I respectfully dissent. The trial court erred when it considered only the actual use of the snowmobiles at issue when determining whether MCL 691.1405, the motor-vehicle exception to the governmental tort liability act (the GTLA), MCL 691.1401 et seq., bars plaintiffs' lawsuit. I would reverse and remand for the trial court to consider the additional relevant factors that were omitted from its analysis.
The GTLA does not define "motor vehicle," but our Supreme Court has interpreted the common, ordinary meaning to be "an automobile, truck, bus, or similar motor-driven conveyance." Stanton v Battle Creek, 466 Mich 611, 617-618; 647 NW2d 508 (2002) (holding that a forklift is not a motor vehicle because it is a piece of industrial construction equipment) (quotation marks and citation omitted). Subsequently, this Court has struggled to make heads or tails of what the term "similar motor-driven conveyance" includes and has focused generally on some combination of the following three factors: physical attributes, intended use or purpose, and actual use of the conveyance at the time of injury.

WHAT YOU WILL DO
According to the dissent excerpt, why did the Supreme Court hold in Stanton that a forklift is not a motor vehicle? Answer in one to three sentences. The lines after this point aren't needed.

DATA SHOWN
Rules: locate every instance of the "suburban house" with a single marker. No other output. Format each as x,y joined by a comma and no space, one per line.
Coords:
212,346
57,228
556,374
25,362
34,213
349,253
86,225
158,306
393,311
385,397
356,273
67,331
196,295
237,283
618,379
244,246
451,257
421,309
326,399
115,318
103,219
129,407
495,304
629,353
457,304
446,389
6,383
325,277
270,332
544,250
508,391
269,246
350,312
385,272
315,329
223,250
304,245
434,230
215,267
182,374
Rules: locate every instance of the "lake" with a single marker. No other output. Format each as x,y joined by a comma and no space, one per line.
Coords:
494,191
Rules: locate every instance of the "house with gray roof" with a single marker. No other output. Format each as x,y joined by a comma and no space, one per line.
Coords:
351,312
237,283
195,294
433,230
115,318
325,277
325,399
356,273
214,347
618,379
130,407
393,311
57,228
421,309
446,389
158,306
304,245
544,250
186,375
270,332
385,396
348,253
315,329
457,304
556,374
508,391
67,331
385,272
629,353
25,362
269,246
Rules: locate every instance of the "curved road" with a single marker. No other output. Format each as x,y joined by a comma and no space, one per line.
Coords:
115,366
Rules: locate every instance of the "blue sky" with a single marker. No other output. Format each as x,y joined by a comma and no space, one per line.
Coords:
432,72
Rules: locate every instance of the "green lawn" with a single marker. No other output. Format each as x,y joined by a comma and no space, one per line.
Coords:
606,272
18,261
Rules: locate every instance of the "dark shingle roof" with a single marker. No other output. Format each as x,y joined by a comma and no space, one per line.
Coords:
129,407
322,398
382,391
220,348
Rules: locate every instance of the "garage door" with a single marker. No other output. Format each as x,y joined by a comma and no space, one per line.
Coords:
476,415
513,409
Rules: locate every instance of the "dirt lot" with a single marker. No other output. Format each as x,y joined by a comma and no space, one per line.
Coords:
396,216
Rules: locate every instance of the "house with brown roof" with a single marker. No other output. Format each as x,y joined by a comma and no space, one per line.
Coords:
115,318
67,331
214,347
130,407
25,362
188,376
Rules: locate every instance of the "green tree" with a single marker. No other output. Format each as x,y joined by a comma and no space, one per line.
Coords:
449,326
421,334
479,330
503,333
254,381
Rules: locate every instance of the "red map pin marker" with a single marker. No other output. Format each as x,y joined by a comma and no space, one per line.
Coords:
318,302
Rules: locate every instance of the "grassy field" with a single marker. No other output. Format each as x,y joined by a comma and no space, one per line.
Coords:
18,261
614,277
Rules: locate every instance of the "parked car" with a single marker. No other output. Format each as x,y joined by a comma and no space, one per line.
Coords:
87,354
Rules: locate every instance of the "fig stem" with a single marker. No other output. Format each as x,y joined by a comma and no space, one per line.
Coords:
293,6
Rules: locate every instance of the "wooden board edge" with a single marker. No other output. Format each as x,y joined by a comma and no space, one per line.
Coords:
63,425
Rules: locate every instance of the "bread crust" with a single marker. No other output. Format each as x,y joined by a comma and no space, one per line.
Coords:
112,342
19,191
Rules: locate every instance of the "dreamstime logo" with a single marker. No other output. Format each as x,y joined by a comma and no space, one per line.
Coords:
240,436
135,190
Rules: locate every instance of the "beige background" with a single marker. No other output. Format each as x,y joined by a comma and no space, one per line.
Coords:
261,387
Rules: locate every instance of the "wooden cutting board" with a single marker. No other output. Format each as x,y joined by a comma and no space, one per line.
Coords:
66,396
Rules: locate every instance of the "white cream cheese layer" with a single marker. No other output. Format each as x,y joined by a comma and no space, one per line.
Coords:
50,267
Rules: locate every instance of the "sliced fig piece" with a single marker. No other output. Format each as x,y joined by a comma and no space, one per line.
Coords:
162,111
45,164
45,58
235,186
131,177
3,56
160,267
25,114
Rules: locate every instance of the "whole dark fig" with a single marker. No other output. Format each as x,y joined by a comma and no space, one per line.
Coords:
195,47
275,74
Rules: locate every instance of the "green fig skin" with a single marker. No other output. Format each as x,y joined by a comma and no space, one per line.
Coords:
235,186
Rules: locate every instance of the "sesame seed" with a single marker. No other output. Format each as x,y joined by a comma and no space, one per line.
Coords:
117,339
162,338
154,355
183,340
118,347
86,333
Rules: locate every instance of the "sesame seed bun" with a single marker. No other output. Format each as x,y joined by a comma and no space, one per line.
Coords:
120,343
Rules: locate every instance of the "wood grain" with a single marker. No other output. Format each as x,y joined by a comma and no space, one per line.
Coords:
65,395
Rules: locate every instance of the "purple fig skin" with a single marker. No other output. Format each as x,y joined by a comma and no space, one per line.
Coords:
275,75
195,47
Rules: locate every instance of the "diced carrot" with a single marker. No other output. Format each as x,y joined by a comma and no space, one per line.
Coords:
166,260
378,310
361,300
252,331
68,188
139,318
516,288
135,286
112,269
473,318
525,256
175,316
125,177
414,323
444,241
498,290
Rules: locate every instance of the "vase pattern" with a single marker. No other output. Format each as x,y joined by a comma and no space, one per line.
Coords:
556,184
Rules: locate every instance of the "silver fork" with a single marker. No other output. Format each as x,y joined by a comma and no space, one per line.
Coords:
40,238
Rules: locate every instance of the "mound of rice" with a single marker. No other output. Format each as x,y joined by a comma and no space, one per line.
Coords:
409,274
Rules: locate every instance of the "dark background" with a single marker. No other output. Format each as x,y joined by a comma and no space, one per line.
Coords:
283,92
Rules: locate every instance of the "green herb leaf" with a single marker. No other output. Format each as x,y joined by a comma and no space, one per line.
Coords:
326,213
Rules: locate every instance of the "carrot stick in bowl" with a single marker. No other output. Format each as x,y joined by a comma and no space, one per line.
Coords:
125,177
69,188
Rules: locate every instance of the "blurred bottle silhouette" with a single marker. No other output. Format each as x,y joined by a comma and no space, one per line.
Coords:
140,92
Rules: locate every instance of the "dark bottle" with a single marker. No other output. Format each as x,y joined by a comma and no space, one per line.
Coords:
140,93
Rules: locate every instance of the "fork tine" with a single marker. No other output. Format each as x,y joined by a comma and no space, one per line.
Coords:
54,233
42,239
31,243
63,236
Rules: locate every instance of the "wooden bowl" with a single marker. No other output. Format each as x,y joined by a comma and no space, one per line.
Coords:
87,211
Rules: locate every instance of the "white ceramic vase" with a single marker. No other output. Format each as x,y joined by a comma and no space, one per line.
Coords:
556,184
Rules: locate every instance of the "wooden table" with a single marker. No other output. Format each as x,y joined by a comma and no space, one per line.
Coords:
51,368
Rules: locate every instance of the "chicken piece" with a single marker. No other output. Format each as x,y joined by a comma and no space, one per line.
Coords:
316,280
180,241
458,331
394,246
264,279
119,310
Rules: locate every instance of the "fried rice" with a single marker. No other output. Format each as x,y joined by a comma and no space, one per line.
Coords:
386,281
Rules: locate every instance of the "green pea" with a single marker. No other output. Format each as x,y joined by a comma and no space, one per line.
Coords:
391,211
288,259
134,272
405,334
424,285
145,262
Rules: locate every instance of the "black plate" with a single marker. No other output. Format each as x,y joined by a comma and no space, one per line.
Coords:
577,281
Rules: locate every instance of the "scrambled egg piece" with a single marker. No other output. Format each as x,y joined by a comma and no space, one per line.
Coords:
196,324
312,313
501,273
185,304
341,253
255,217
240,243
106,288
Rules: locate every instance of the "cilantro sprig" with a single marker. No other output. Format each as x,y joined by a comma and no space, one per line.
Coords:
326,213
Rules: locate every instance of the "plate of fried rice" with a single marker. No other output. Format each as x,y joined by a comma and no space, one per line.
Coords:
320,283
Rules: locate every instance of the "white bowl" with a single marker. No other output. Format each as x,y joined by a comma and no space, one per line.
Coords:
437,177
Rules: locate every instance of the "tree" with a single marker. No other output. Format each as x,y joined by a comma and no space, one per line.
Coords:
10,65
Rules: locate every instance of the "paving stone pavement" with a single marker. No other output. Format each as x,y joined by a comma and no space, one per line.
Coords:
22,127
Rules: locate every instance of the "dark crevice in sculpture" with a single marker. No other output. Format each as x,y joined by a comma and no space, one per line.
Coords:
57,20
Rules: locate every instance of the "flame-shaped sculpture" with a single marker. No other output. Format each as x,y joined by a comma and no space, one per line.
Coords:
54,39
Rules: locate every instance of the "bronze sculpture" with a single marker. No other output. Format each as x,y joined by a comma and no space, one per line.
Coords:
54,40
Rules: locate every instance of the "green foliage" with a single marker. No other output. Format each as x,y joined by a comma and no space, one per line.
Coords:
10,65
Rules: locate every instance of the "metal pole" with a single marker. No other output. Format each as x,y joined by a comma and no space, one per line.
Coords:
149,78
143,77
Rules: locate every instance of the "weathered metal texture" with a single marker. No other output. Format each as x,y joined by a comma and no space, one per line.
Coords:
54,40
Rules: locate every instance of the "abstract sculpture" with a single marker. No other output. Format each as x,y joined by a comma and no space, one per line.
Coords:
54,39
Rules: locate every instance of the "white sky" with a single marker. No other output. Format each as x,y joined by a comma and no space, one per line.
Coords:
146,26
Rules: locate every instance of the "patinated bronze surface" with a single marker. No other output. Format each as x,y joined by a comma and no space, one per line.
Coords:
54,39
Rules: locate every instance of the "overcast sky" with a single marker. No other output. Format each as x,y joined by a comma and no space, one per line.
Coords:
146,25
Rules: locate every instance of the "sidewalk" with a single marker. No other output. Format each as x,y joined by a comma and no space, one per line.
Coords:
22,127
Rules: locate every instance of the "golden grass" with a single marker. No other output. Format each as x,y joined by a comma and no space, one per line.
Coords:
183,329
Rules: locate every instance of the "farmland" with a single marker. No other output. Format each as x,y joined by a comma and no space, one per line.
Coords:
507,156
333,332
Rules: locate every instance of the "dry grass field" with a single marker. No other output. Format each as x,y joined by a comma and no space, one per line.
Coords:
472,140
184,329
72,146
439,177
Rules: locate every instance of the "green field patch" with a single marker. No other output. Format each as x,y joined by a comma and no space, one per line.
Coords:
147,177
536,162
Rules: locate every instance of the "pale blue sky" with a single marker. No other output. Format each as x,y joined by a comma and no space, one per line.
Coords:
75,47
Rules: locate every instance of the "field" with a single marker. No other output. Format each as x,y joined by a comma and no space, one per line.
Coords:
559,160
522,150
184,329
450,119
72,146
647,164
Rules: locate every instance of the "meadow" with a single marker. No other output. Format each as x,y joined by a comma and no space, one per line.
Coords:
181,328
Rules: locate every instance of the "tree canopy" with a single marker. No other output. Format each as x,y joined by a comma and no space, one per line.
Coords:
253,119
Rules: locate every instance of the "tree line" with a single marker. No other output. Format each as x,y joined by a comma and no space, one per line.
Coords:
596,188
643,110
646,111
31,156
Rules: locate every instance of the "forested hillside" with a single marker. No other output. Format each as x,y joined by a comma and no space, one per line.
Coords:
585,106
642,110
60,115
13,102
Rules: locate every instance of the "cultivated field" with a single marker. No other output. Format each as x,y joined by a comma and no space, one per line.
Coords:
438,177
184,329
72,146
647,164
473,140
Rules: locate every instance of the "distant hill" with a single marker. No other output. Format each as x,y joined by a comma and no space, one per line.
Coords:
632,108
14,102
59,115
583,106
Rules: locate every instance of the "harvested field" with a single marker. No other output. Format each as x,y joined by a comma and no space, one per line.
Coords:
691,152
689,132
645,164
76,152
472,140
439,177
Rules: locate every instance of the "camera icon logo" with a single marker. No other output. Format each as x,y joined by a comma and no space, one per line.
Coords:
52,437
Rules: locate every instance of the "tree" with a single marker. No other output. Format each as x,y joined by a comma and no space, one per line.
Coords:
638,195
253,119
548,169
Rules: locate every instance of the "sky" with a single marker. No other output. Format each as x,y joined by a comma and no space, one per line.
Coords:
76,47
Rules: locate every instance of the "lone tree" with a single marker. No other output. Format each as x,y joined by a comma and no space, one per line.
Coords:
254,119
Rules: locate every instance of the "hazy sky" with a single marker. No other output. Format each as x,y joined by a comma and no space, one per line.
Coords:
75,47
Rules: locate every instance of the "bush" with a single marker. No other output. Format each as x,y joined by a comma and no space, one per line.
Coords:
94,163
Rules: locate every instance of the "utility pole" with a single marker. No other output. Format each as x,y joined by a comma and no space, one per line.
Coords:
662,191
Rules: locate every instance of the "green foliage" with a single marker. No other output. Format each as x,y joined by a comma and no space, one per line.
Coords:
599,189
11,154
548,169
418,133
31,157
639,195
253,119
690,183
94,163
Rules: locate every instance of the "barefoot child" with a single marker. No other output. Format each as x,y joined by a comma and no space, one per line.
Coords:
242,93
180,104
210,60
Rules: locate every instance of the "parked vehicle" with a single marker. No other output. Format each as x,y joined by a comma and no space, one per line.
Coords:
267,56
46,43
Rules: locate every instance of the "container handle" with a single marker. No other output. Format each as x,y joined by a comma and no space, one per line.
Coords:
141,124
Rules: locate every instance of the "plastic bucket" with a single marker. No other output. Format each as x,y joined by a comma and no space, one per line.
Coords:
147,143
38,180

RESPONSE TO THE TASK
The Supreme Court held that a forklift is not a motor vehicle because it is a piece of industrial construction equipment.